▸ Your task:
The whole listing is to be repeated exactly. Add nothing.
[Source information — start]
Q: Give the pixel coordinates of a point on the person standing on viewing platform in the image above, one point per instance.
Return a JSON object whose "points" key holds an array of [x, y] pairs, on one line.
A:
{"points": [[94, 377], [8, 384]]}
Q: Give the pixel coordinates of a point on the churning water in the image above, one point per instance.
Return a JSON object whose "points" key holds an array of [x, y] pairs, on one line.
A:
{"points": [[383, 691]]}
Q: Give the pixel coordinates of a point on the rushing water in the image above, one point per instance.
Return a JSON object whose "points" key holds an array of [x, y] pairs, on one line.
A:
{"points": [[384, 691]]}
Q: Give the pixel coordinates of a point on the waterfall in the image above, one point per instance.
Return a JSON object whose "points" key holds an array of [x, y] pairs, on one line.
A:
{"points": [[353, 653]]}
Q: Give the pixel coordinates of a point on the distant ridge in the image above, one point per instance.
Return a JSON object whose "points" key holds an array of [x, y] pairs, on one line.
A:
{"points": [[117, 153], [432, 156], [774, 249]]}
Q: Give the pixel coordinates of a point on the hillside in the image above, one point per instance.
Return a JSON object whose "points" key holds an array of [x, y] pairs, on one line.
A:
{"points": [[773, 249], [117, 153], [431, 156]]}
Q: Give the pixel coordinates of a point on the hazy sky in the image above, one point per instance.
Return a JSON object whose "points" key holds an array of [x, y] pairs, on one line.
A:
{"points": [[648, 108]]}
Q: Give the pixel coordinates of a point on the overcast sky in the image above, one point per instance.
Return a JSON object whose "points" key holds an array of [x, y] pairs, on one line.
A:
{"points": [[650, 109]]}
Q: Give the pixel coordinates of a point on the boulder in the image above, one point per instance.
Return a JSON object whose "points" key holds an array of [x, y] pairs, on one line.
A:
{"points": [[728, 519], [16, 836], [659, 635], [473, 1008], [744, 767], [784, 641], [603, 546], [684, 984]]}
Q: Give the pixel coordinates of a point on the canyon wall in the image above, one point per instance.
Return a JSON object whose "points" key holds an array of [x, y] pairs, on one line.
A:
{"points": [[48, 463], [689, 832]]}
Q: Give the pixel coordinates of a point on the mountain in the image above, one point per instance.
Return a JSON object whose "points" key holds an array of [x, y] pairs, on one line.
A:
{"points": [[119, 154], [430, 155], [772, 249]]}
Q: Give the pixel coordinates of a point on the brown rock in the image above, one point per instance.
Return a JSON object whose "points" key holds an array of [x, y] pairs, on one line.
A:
[Source information — finish]
▸ Output of the exercise:
Q: Give the pixel coordinates of a point on the person standing on viewing platform in the image above, one point per instance.
Return a JSON object whose "points" key holds an array of [x, y] pairs, on one line.
A:
{"points": [[94, 377], [8, 384]]}
Q: Give the pixel coordinates of a point on the churning water in the image above, one point per instance.
Return a JSON object whose "points" key holds an array of [x, y] pairs, on one line.
A:
{"points": [[383, 691]]}
Q: Give the pixel coordinates of a point on the rushing water in the image above, one point per instance.
Return a JSON object whose "points" key holds an array of [x, y] pairs, on one line.
A:
{"points": [[384, 691]]}
Q: Give the pixel coordinates of a point on the waterfall in the image above, one point per instance.
Return a JSON object whose "points" key holds an array of [x, y] pairs, on one line.
A:
{"points": [[353, 653]]}
Q: Give the pixel coordinates of a point on the distant ridge in the image above, one point per instance.
Return a JSON object whose "points" key holds an array of [x, y] pairs, on one line.
A:
{"points": [[117, 153], [432, 156], [774, 249]]}
Q: Give the pixel coordinates of a point on the hillside in the image above, one point per instance.
Return a JSON object whose "points" key holds an array of [x, y] pairs, on one line.
A:
{"points": [[773, 249], [117, 153], [431, 156]]}
Q: Give the pixel coordinates of a point on the hazy sky in the image above, one point per instance.
Return a JSON object whose "points" key holds an array of [x, y] pairs, on one line.
A:
{"points": [[648, 108]]}
Q: Give the pixel coordinates of a point on the overcast sky in the image above, one point per instance.
Return a JSON object whose "points" key holds an array of [x, y] pairs, on one line.
A:
{"points": [[650, 109]]}
Q: Give the pixel coordinates of a point on the boulder in the image above, one point per instance.
Return a JSON object whose "points" key holds an array of [x, y] pairs, on one line.
A:
{"points": [[728, 519], [16, 836], [659, 635], [473, 1008], [744, 767], [784, 641], [603, 546], [684, 984]]}
Q: Give the pixel coordinates of a point on the canyon wall in the image above, one point per instance.
Return a JSON object whose "points" key holds an array of [x, y] pairs, on one line.
A:
{"points": [[48, 463], [689, 832]]}
Q: Give the pixel coordinates of a point on the mountain in the image above, one point per instance.
Return a JSON object whose "points" key holds an array of [x, y] pairs, on one line.
A:
{"points": [[119, 154], [430, 155], [772, 249]]}
Q: Give the pixel coordinates of a point on the brown rock in the image above, one point per instance.
Return a JSON object whose "points" key holds an array of [x, y] pairs, on one line.
A:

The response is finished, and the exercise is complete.